Image annotation data
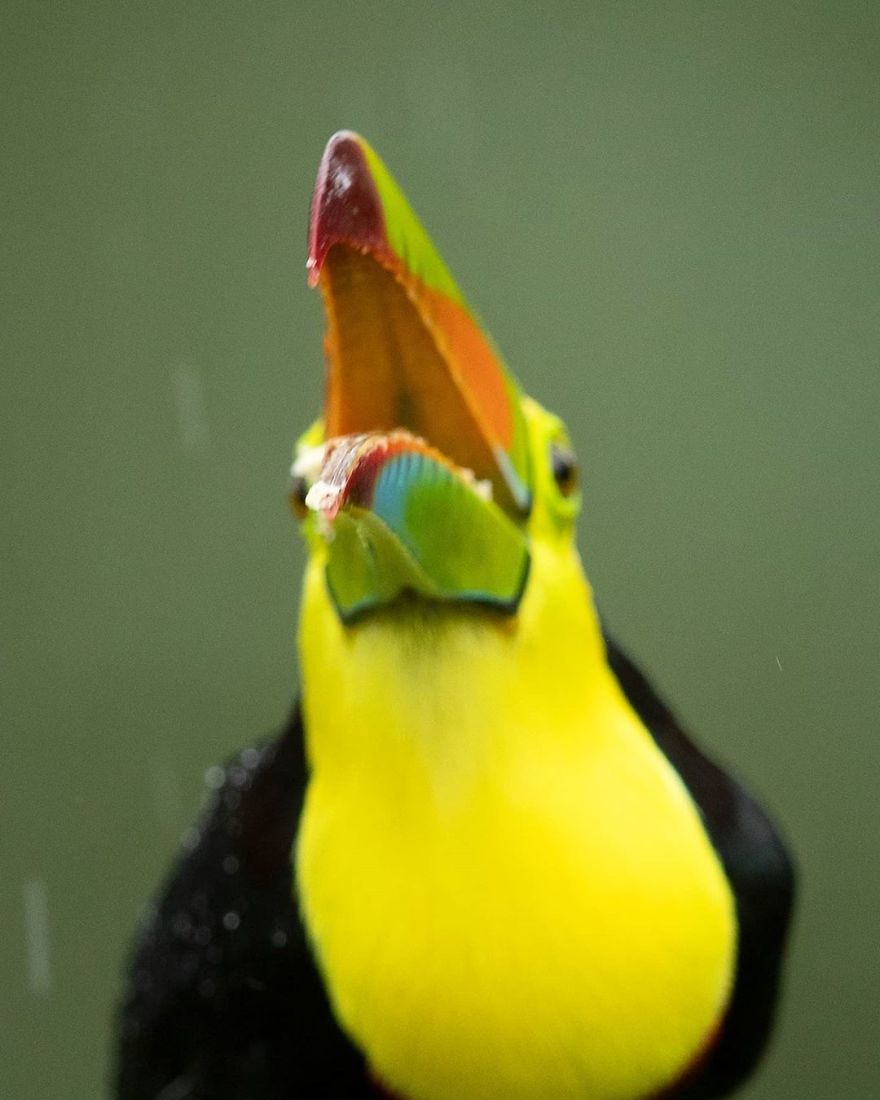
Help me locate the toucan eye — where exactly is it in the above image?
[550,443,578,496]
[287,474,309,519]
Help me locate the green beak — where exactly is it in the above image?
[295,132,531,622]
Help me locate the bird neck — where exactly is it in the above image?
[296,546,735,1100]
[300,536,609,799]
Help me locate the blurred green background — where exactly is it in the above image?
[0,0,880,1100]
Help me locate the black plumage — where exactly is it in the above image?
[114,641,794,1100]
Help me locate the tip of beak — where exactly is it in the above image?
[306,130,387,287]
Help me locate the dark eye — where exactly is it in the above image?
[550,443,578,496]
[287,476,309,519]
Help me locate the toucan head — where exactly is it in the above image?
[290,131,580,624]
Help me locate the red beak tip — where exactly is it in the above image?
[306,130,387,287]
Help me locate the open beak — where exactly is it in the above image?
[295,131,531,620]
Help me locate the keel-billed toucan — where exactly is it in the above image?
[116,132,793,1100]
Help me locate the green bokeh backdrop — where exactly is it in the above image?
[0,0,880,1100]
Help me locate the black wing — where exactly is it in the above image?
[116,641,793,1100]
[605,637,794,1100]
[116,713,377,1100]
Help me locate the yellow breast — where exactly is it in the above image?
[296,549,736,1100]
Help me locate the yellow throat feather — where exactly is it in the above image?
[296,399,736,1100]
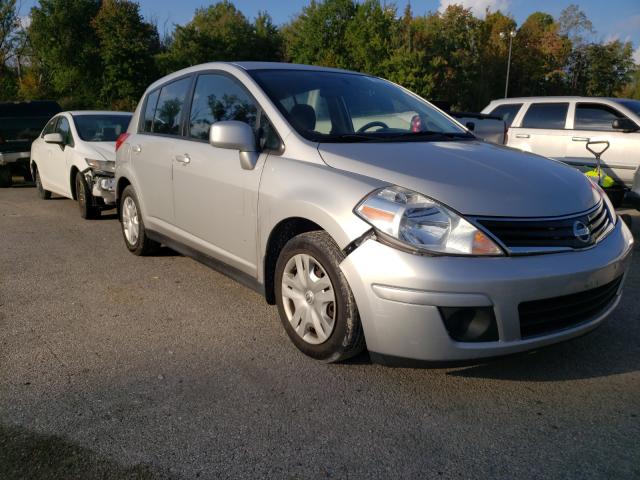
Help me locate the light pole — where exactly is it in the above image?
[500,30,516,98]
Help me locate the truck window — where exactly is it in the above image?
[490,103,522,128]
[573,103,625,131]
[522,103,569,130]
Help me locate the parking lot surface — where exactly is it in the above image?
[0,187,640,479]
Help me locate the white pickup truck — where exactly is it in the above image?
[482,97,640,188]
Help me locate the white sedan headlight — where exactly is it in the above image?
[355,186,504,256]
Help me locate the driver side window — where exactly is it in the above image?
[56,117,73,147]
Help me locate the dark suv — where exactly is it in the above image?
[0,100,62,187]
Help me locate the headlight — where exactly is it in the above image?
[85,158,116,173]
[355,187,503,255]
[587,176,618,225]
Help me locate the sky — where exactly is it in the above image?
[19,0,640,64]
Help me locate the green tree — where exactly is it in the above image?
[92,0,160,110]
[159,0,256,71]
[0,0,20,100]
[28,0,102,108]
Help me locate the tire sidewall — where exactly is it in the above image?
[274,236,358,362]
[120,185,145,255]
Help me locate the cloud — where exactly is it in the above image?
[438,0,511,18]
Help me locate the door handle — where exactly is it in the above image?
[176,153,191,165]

---

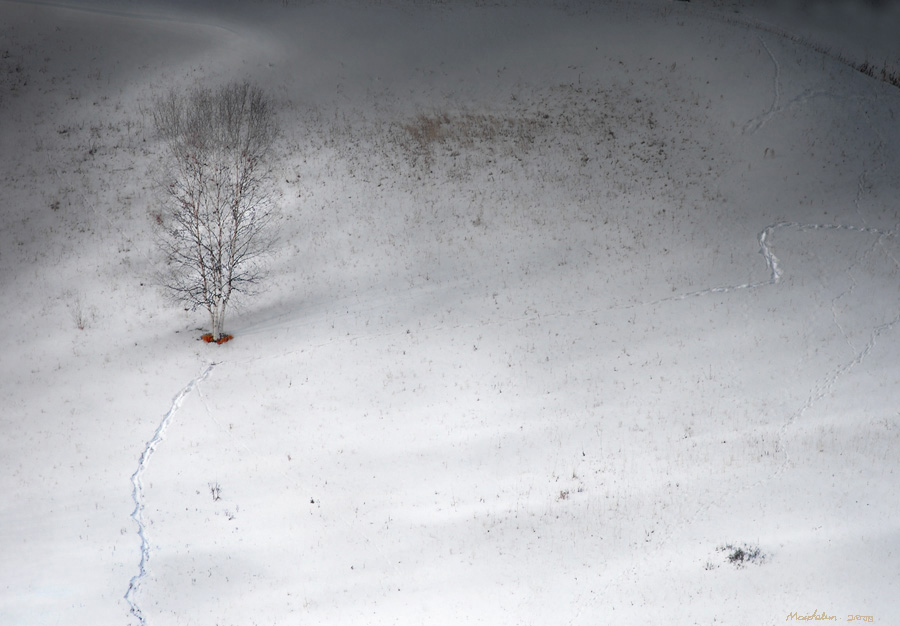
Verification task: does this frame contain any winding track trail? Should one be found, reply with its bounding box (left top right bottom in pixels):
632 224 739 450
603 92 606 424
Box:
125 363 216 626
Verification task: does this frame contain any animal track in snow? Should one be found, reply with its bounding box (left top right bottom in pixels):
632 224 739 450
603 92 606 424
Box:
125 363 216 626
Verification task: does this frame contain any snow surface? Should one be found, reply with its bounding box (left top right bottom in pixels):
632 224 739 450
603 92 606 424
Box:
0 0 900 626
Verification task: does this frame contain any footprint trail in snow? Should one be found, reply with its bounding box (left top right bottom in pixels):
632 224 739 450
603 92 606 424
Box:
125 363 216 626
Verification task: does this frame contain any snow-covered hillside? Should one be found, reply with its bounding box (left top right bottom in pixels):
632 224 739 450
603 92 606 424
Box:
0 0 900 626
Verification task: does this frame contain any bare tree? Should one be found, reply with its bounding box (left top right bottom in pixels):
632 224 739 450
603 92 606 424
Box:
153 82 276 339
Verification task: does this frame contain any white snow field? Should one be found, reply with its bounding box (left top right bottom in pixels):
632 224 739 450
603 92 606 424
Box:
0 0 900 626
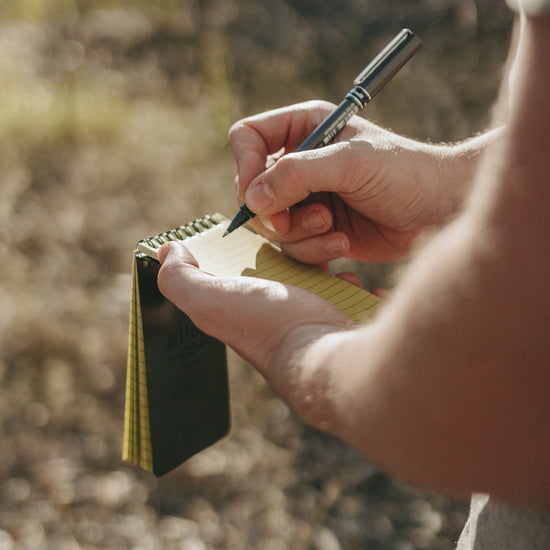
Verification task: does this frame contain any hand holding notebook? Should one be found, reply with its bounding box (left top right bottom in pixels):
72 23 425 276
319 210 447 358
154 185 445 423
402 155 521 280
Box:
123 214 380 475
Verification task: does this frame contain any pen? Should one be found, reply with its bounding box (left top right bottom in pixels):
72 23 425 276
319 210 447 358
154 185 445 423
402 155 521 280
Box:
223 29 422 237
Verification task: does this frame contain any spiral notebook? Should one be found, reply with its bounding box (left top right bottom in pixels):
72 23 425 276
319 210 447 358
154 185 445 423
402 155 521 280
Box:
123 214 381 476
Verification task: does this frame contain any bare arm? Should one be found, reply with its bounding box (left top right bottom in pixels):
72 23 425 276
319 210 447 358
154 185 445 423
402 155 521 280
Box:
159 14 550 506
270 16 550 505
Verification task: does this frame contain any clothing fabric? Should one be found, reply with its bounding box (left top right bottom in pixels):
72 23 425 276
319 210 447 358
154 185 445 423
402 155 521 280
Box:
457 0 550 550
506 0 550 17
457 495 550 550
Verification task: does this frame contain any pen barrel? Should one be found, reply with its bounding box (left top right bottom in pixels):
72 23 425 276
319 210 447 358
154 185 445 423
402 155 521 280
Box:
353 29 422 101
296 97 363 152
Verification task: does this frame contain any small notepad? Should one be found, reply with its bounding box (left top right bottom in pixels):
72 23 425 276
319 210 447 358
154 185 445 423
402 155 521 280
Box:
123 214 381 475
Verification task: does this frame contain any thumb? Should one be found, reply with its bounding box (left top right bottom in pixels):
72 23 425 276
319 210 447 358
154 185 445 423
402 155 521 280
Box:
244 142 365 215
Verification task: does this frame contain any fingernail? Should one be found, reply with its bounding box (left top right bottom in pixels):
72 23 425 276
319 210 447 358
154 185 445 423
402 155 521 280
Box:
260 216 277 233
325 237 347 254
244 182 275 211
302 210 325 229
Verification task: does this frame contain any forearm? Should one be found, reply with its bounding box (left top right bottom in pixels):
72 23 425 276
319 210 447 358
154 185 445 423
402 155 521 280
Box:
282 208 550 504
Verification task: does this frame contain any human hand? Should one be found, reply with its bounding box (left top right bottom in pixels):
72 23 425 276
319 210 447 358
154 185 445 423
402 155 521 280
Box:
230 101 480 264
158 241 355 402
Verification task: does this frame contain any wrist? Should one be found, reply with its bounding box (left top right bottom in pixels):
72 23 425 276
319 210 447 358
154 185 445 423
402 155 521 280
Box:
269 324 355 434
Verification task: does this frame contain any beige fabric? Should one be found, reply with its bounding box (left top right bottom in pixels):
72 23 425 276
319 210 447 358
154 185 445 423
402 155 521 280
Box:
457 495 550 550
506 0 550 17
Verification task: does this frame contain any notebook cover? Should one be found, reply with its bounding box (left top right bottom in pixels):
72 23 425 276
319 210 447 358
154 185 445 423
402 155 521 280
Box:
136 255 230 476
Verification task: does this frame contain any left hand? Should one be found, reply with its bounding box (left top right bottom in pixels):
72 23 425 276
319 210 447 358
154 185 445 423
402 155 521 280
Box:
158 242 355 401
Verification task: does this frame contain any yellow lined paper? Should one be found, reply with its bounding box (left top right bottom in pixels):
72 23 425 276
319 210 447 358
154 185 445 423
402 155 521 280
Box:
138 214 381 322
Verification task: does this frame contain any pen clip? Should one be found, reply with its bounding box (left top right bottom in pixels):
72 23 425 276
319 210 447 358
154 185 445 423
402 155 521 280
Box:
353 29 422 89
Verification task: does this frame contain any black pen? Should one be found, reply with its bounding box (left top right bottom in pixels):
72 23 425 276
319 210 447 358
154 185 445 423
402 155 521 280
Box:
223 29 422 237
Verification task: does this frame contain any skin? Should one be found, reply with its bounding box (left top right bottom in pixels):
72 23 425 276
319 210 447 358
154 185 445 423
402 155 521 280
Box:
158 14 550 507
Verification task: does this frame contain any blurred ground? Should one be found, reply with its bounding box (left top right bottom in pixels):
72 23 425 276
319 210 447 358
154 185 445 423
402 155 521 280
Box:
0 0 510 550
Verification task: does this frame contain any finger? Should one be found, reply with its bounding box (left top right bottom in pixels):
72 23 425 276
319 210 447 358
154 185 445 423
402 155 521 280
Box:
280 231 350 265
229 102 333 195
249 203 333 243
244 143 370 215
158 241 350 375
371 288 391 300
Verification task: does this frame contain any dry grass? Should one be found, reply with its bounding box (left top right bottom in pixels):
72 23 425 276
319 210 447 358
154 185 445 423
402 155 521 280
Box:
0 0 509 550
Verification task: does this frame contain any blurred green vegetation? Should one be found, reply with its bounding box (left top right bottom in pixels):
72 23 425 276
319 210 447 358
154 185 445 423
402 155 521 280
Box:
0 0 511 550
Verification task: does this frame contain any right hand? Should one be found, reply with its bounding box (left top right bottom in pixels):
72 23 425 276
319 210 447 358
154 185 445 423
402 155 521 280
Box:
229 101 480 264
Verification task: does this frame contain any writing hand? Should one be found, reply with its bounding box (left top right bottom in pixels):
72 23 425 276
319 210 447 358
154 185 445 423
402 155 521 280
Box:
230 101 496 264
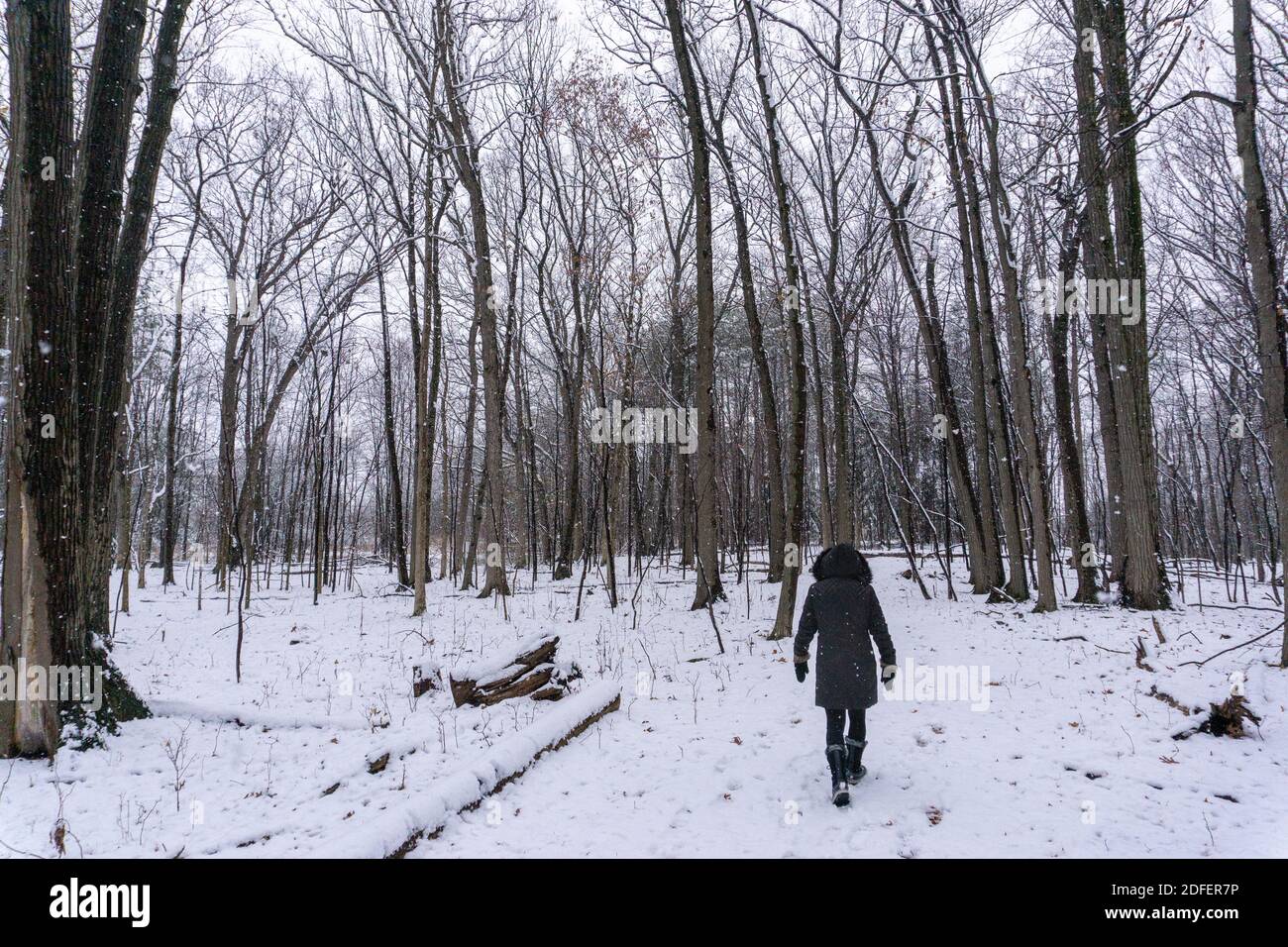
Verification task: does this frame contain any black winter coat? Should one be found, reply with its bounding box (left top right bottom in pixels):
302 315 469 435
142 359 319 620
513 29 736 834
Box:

**INSTRUCTIONS TO FOLLOW:** Rewrite the rows from the line with "Help me locate the yellow breast" up to and including the line with "[28,0,102,108]", replacing "light pole" with "lamp post" and keeping everything else the same. Omit the picture lines from your answer.

**OUTPUT FOR THIS TASK:**
Help me locate the yellow breast — where exactly is it in the above image?
[296,549,736,1100]
Help me locate the yellow throat feather — where exactly is it in the above image?
[296,399,736,1100]
Help me locate the lamp post — where exactly is it in the above image?
[500,30,516,98]
Help me locate the truck window — where exactly is it in the above image?
[490,103,522,128]
[573,103,625,131]
[522,103,569,130]
Help me locate the parking lot surface — where exactly is it in the above image?
[0,187,640,479]
Help me locate the white pickup truck — where exactly is it in the above image?
[482,97,640,188]
Help me locate the white sedan headlight — where exactly is it in the above image?
[355,186,504,256]
Help me locate the driver side window — where exactly is it in the above image?
[56,117,73,147]
Help me locate the dark suv — where exactly is it in the above image?
[0,100,62,187]
Help me locate the headlight — where exactly is it in the above image?
[85,158,116,173]
[355,187,503,255]
[587,176,618,225]
Help me locate the sky — where exactly is it in the above image?
[19,0,640,64]
Help me locate the green tree — where exactly is it in the above image?
[92,0,160,110]
[159,0,256,71]
[0,0,20,100]
[28,0,102,108]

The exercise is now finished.